→ TEXTO SELECIONADO:
▬▬▬
Basta imaginar que o juiz determine a juntada de um documento para que haja a apreciação da liminar. Se o autor não juntar, a liminar não será apreciada e o processo poderá ser extinto, por inércia do autor.
Ademais, antes de apreciar a liminar, pode o juiz determinar a prévia oitiva do réu, inclusive para que o contraditório seja exercido (por exemplo, nas hipóteses de que trata o art. 9º do CPC e do art. 2º da lei 8.437/1992). Nesse caso, por certo, haverá prazo para o réu (que, se não for observado ao argumento de estar suspenso, sofrerá as consequências decorrentes de seu silêncio, como o aumento das chances da prolação da liminar).
E, uma vez concedida a liminar, é certo que desde logo poderá o réu impugná-la mediante agravo de instrumento.
Mas, entendemos que, do ponto de vista técnico, não haveria qualquer problema caso o réu optasse por agravar APÓS o término da suspensão do prazo. Afinal, a resolução aponta a suspensão dos prazos.
Contudo – considerando o já mencionado momento de jurisprudência defensiva que vivemos – não é de se duvidar caso algum tribunal afirme que, caso não tenha sido interposto o recurso logo após a ciência inequívoca do réu quanto à concessão da liminar, que a matéria estaria preclusa9, ou eventualmente ter-se-ia esvaziado o interesse recursal pelo decurso do tempo (CPC, artigo 995 – principalmente se a suspensão dos prazos vir a ser estendida).
Insista-se: não nos parece o entendimento correto, mas é algo que, infelizmente, é possível que se verifique. Especialmente quando se recorrer em tempo bastante distinta da concessão e eventual cumprimento da medida, tanto pelo argumento de preclusão quando de superveniente falta de interesse recursal.
Nessa situação específica, a parte pode fazer uso do artigo 313, VI, do CPC para suscitar a ocorrência de força maior a suspender o processo e, consequentemente, seus prazos. Seria exatamente sustentar a suspensão do processo pela circunstância de que a pandemia se apresenta como um obstáculo ao andamento do feito10, impedindo, pelas contingências próprias do confinamento (acesso material aos documentos constantes de locais fechados, impossibilidade de reunião presencial ou acesso a testemunhas etc.), a prática de atos processuais significativos. Porém, tal suspensão depende de reconhecimento por decisão judicial, a qual, pela pobreza do artigo 1.015 do CPC, sequer desafiaria recurso imediatamente (a despeito da discussão sobre a natureza desse rol e a taxatividade mitigada já reconhecida pelo STJ).
5) Prazos de prescrição e decadência seguem fluindo
Se algum prazo prescricional (para o ajuizamento de ação indenizatória, p. ex) ou decadencial (para a impetração de MS ou ajuizamento de AR, p. ex) está próximo de se consumar, dúvida não há quanto à conveniência de ajuizamento desde logo da medida judicial – ou, quando possível, apresentação de protesto judicial interruptivo de prescrição11.
▬▬▬
→ MATERIAL FORNECIDO:
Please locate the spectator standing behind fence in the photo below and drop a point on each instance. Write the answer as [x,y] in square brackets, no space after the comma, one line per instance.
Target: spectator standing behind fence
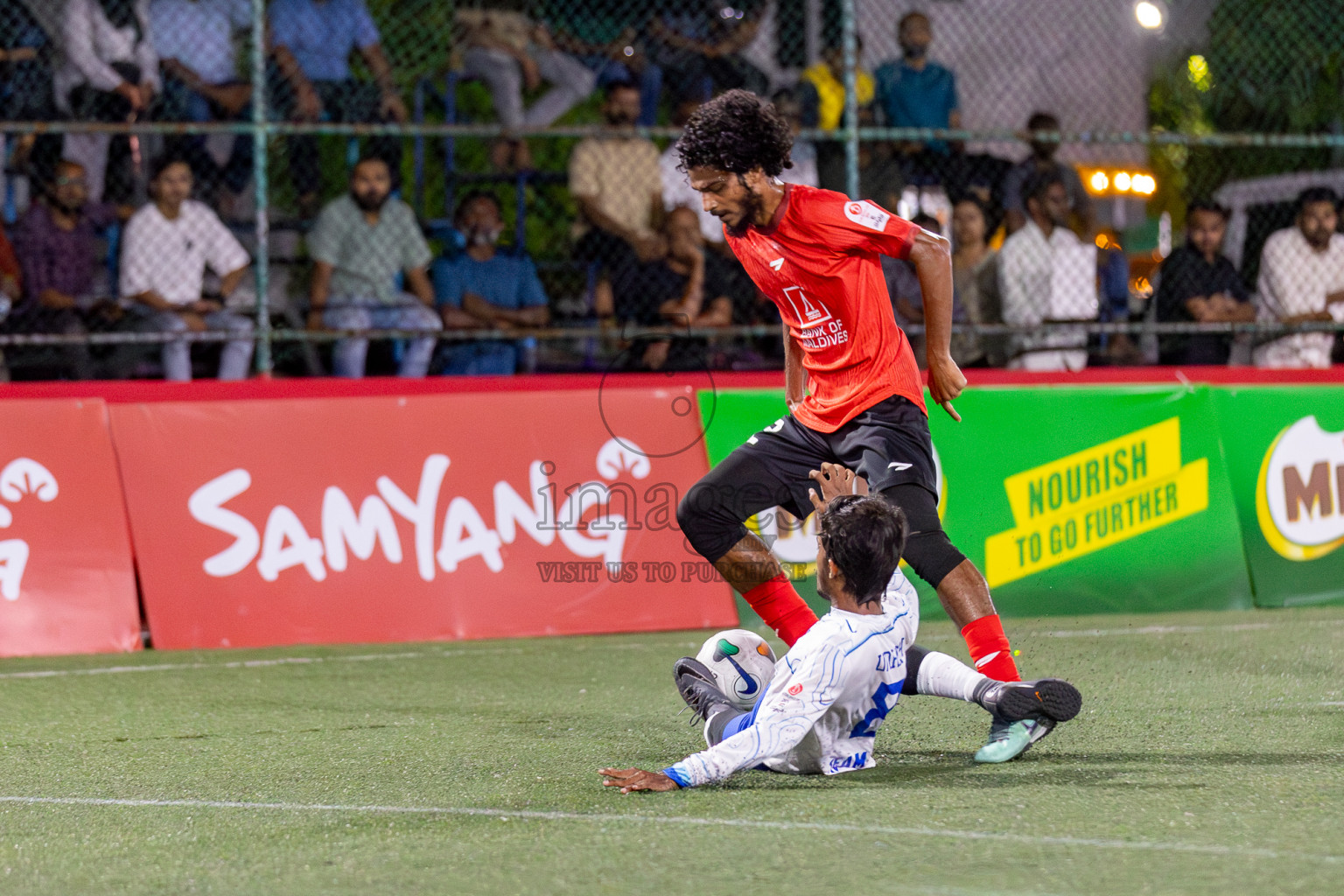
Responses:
▬▬▬
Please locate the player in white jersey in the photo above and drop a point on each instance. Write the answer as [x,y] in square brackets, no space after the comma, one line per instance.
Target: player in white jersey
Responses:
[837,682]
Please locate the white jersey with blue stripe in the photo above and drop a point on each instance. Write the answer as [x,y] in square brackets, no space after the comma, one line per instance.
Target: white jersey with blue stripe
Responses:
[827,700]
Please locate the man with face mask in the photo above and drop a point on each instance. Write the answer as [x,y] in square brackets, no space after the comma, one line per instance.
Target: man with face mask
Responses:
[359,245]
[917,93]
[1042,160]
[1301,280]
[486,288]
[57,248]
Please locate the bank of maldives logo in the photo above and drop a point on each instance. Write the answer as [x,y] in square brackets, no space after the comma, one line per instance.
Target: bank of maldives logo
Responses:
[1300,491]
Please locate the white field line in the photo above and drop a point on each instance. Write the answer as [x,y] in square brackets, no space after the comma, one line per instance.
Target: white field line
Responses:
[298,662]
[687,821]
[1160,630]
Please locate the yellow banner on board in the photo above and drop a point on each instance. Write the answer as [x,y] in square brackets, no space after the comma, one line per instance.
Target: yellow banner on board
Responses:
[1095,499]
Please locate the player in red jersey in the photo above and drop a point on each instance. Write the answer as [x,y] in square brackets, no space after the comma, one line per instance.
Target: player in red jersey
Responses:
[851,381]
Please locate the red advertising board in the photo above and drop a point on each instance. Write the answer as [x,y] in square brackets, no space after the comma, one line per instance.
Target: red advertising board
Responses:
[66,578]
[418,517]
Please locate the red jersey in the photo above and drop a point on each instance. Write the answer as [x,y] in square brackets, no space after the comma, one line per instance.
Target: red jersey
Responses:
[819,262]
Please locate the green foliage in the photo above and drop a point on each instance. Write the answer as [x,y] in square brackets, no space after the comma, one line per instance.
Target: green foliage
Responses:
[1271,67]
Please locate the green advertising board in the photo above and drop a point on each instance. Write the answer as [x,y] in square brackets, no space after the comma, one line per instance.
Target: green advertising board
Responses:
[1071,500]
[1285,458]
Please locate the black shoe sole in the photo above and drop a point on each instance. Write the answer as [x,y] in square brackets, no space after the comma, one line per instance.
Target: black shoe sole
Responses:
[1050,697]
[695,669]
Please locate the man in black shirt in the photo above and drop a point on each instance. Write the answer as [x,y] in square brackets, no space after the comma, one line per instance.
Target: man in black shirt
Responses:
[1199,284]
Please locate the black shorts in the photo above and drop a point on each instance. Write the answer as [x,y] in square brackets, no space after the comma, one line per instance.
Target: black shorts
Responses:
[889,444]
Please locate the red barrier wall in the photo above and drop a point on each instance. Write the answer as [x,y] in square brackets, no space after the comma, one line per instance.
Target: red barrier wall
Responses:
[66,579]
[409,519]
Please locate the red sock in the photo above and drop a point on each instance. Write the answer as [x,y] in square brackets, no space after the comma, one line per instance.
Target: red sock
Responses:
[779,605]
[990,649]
▬▬▬
→ TAREFA: Reescreva o trecho do texto selecionado que vai de "Nessa situação específica, a" até "reconhecida pelo STJ).", substituindo "pandemia" por "crise sanitária". As linhas não guardam relação com o texto selecionado.

→ RESPOSTA:
Nessa situação específica, a parte pode fazer uso do artigo 313, VI, do CPC para suscitar a ocorrência de força maior a suspender o processo e, consequentemente, seus prazos. Seria exatamente sustentar a suspensão do processo pela circunstância de que a crise sanitária se apresenta como um obstáculo ao andamento do feito10, impedindo, pelas contingências próprias do confinamento (acesso material aos documentos constantes de locais fechados, impossibilidade de reunião presencial ou acesso a testemunhas etc.), a prática de atos processuais significativos. Porém, tal suspensão depende de reconhecimento por decisão judicial, a qual, pela pobreza do artigo 1.015 do CPC, sequer desafiaria recurso imediatamente (a despeito da discussão sobre a natureza desse rol e a taxatividade mitigada já reconhecida pelo STJ).